WHAT THE TASK REQUIRES: Collect every line below that contains the word "water", and copy each of those lines in full.

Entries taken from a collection

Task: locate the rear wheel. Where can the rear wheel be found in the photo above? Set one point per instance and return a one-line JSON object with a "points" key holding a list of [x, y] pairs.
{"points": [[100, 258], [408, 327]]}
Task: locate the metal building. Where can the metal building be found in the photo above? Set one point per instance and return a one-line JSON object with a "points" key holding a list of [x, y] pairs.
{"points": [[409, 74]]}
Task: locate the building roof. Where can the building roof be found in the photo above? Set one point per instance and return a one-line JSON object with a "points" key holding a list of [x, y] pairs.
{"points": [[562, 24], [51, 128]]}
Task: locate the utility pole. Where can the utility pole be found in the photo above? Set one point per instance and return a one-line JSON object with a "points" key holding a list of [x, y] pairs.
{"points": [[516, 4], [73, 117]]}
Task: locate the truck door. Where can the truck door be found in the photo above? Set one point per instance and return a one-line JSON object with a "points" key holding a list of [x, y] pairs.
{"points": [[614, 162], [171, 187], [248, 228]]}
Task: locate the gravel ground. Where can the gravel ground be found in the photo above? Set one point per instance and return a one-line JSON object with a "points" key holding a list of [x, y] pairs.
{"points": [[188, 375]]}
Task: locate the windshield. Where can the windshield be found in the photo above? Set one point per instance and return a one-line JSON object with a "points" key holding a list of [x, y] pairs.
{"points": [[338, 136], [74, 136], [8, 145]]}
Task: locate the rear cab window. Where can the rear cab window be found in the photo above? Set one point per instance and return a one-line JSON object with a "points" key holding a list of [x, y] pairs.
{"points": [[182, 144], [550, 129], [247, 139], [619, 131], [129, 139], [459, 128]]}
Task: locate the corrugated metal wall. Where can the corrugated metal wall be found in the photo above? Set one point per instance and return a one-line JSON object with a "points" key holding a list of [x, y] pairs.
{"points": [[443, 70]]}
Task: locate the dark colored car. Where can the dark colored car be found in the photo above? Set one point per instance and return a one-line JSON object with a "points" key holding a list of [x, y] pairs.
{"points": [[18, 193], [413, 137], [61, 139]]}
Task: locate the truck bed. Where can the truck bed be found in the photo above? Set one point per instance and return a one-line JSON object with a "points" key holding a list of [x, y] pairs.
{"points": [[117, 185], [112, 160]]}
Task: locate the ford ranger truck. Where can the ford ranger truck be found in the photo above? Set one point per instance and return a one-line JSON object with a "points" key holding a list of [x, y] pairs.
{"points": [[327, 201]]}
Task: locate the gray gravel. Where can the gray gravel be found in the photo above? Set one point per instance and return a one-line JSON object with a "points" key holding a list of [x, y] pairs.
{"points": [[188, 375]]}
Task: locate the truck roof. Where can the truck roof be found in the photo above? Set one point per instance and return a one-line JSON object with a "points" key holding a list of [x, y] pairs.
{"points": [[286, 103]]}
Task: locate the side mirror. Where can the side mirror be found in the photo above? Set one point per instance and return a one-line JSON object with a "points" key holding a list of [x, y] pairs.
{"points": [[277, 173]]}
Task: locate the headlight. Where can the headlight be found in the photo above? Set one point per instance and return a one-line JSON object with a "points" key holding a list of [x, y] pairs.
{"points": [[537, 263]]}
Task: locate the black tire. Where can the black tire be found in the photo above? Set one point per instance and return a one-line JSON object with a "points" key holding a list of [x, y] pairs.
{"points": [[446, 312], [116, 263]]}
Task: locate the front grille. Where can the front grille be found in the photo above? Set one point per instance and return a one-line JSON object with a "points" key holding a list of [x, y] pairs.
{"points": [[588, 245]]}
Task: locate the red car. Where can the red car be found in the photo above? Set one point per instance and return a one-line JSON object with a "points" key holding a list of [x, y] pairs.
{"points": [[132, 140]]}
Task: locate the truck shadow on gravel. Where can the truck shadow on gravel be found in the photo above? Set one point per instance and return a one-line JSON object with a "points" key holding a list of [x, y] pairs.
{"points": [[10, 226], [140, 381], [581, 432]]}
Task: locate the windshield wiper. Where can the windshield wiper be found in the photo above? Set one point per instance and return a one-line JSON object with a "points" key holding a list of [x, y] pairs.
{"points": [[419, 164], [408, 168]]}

* * *

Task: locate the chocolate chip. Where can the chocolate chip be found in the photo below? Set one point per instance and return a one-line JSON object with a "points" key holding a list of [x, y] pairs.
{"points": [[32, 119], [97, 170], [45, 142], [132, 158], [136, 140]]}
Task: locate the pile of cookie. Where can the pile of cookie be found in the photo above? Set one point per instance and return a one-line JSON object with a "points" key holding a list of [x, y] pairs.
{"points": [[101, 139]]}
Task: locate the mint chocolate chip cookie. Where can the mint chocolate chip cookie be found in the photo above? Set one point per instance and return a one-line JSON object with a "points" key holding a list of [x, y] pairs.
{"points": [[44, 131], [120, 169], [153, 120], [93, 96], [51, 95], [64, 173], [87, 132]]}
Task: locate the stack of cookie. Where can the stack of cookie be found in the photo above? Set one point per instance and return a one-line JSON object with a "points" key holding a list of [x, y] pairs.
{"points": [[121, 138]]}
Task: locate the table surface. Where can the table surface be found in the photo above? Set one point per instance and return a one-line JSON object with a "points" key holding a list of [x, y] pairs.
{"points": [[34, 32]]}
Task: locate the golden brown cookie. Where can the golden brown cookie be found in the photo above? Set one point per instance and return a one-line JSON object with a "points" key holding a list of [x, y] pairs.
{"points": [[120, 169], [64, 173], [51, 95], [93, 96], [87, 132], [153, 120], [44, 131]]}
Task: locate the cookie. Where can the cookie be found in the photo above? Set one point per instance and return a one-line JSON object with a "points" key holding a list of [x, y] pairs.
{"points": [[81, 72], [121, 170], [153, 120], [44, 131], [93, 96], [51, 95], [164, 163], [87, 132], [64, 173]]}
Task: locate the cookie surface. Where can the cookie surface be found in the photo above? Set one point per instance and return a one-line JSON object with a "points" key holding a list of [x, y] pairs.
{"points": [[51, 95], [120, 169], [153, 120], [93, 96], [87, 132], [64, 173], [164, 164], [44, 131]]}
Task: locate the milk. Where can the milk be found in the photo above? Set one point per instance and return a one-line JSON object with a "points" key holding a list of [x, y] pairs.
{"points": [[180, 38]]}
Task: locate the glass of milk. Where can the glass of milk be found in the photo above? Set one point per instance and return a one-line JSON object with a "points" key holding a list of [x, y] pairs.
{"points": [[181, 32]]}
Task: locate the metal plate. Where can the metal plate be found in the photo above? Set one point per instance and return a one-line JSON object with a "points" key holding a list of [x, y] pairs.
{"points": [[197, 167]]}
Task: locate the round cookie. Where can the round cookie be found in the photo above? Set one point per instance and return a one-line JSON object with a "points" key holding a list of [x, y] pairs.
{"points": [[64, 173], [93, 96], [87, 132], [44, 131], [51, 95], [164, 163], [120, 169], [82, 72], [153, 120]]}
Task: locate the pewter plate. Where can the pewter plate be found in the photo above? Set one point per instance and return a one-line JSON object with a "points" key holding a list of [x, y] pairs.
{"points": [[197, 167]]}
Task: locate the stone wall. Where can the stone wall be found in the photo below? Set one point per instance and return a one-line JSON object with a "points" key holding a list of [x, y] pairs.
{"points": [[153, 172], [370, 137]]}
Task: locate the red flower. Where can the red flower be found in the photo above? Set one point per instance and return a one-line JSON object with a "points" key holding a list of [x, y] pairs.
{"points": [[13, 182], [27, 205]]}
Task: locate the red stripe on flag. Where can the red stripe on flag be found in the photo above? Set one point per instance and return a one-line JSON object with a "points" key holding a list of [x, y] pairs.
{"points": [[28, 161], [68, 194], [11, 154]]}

...

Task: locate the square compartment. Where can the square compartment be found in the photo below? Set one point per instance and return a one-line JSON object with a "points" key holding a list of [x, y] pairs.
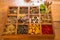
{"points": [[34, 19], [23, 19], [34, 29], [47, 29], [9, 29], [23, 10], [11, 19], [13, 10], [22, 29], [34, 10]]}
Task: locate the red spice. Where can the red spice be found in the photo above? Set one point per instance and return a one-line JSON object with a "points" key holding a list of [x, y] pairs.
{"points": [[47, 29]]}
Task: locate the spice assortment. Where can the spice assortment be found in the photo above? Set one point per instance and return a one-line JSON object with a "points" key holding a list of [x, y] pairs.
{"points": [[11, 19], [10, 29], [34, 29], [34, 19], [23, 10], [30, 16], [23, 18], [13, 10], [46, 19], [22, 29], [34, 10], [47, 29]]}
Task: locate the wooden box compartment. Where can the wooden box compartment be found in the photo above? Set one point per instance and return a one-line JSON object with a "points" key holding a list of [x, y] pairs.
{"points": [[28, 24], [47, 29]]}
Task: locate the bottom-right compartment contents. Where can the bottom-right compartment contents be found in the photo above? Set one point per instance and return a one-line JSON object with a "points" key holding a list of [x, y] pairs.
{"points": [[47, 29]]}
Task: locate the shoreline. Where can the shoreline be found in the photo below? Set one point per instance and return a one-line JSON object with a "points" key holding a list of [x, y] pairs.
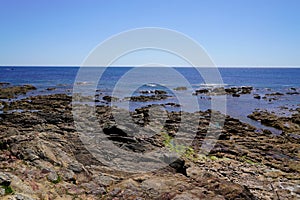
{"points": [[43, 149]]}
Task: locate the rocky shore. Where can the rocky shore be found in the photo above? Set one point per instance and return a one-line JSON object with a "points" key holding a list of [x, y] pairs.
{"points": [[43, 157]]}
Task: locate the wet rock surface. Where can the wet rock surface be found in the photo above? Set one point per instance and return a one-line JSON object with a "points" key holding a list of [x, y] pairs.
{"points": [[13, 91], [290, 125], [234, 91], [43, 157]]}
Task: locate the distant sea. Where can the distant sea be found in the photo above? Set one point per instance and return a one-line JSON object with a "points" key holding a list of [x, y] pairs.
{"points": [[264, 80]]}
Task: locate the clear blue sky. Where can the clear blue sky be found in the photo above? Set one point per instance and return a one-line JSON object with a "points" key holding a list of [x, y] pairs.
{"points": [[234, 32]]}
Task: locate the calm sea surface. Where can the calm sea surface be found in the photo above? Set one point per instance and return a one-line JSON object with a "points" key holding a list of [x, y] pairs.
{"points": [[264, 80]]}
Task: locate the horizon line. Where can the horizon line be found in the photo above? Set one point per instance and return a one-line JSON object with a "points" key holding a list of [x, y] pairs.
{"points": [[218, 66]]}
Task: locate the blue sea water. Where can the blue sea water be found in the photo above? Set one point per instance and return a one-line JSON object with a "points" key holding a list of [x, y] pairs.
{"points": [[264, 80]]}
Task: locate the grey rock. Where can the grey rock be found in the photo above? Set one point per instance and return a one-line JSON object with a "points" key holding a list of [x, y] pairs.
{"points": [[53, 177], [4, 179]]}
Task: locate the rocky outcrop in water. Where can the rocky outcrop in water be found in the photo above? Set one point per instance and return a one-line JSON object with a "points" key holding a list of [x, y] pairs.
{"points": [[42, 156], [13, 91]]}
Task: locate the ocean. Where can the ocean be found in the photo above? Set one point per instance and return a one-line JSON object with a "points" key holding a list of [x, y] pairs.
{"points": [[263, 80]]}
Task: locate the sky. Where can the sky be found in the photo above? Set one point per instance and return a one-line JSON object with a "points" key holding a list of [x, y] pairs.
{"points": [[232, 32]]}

TASK ANSWER:
Task: locate the blue sea water. Where can the blue sea water be found in the photo above? Set one point per instance and return a one-line JSON object with a "points" key holding a list of [x, y] pairs.
Task: locate the rocky outcrop in water. Where can the rocky outcrop in water be found in the photo above? Set one point per instance and return a one-line JSON object with a "points" key holding a list of [x, y] pairs.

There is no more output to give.